GIVEN PASSAGE:

--

Austin @ Large: Sense of the Census

Travis grows normally, Williamson in danger ... no, wait, that wasn't the headline

Austin At Large
Not that I want to trample on the Statesman's turf or anything, but I'm looking at some statistics ... specifically, the most recent population estimates from the U.S. Census Bureau, reported last week in the daily and other local media with a certain breathlessness. The Statesman led the Metro section with "Census Shows Williamson Outgrowing Travis." This is news? Hasn't the census been showing for well over a decade that Williamson Co. – among the fastest growing in the nation – is outgrowing its neighbor to the south?

Well, the hook here is that the Williamson growth edge is in absolute, and not just percentage, terms; from April 1, 2000, the official "date" of the last real census, to July 1, 2003, the date of the bureau's last annual county population estimate, Williamson Co. added 53,620 people, while Travis Co. added a mere 44,924. For their part, the three smaller counties in the Austin metro area – Hays, Bastrop, and Caldwell – added 29,326 between them. Bully for the suburbs!

--

YOUR TASKS:
1. Quote, word for word, the stretch of the census column that opens with the words containing "Austin @ Large: Sense" and closes with "to the south?".
2. Extend the census column by writing on from its last sentence.
The material after this point has nothing to do with the census column.

RAW DATA:
--

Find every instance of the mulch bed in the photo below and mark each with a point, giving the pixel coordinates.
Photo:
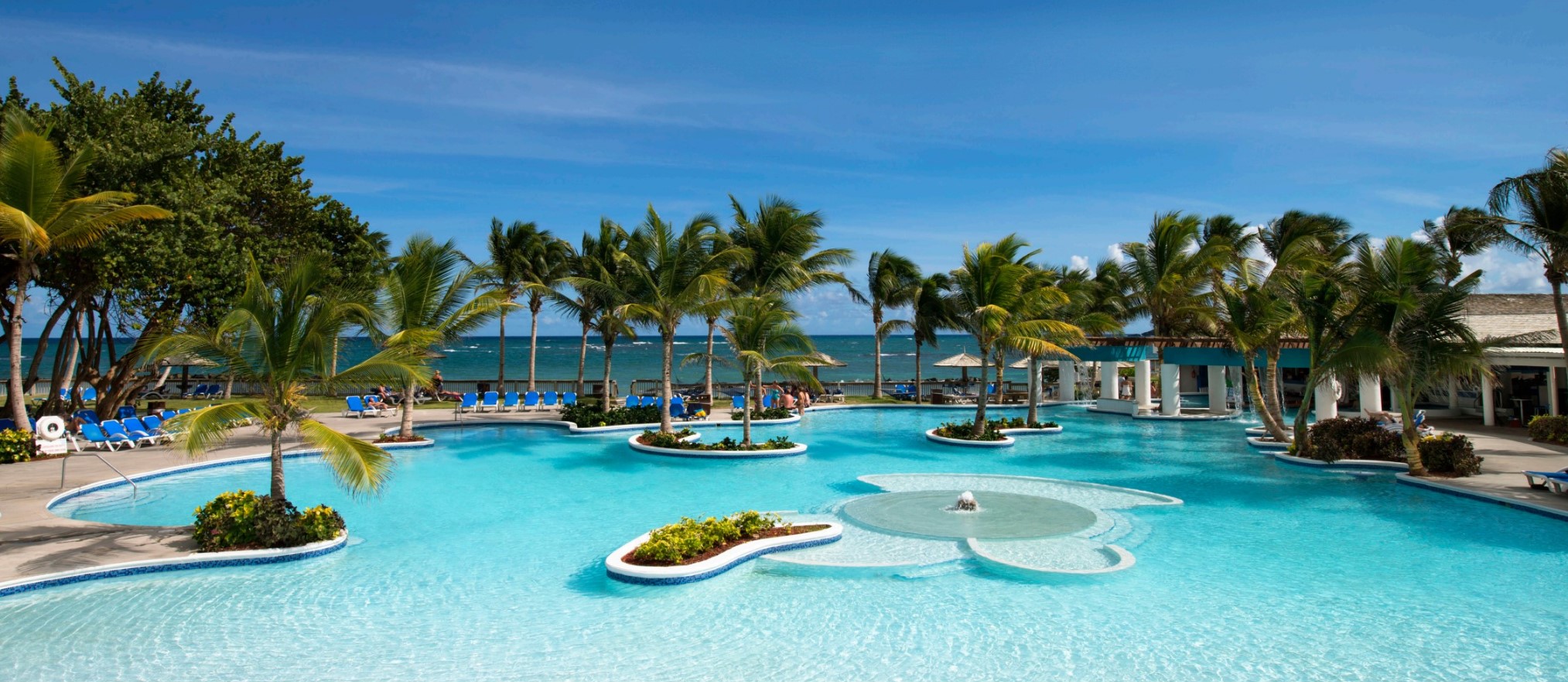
(774, 532)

--

RESPONSES TO THE EXERCISE:
1.
Austin @ Large: Sense of the Census

Travis grows normally, Williamson in danger ... no, wait, that wasn't the headline

Austin At Large
Not that I want to trample on the Statesman's turf or anything, but I'm looking at some statistics ... specifically, the most recent population estimates from the U.S. Census Bureau, reported last week in the daily and other local media with a certain breathlessness. The Statesman led the Metro section with "Census Shows Williamson Outgrowing Travis." This is news? Hasn't the census been showing for well over a decade that Williamson Co. – among the fastest growing in the nation – is outgrowing its neighbor to the south?

2.
These trends, by the way, are perfectly consistent with those elsewhere in the state. Throughout Texas, the major urban counties grew at a rate comparable to the state's overall 6.1% – Travis at 5.5%, Harris and Bexar at 5.7%, Tarrant a little higher at 7.8%, Dallas lower at 2.9%. It's their suburban counties that far outpaced the rest of the state: 21.5% in Williamson, 21.4% in Collin, 18.4% in Fort Bend, 17.8% in Montgomery, 12.5% in Comal, etc. Taking it in the shorts have been the rural areas; more than 100 of Texas' 254 counties have lost population since the beginning of the decade, though most of them had few people to begin with. Jefferson Co., home of Beaumont, is the only sizeable urban county to have experienced negative growth since the 2000 census.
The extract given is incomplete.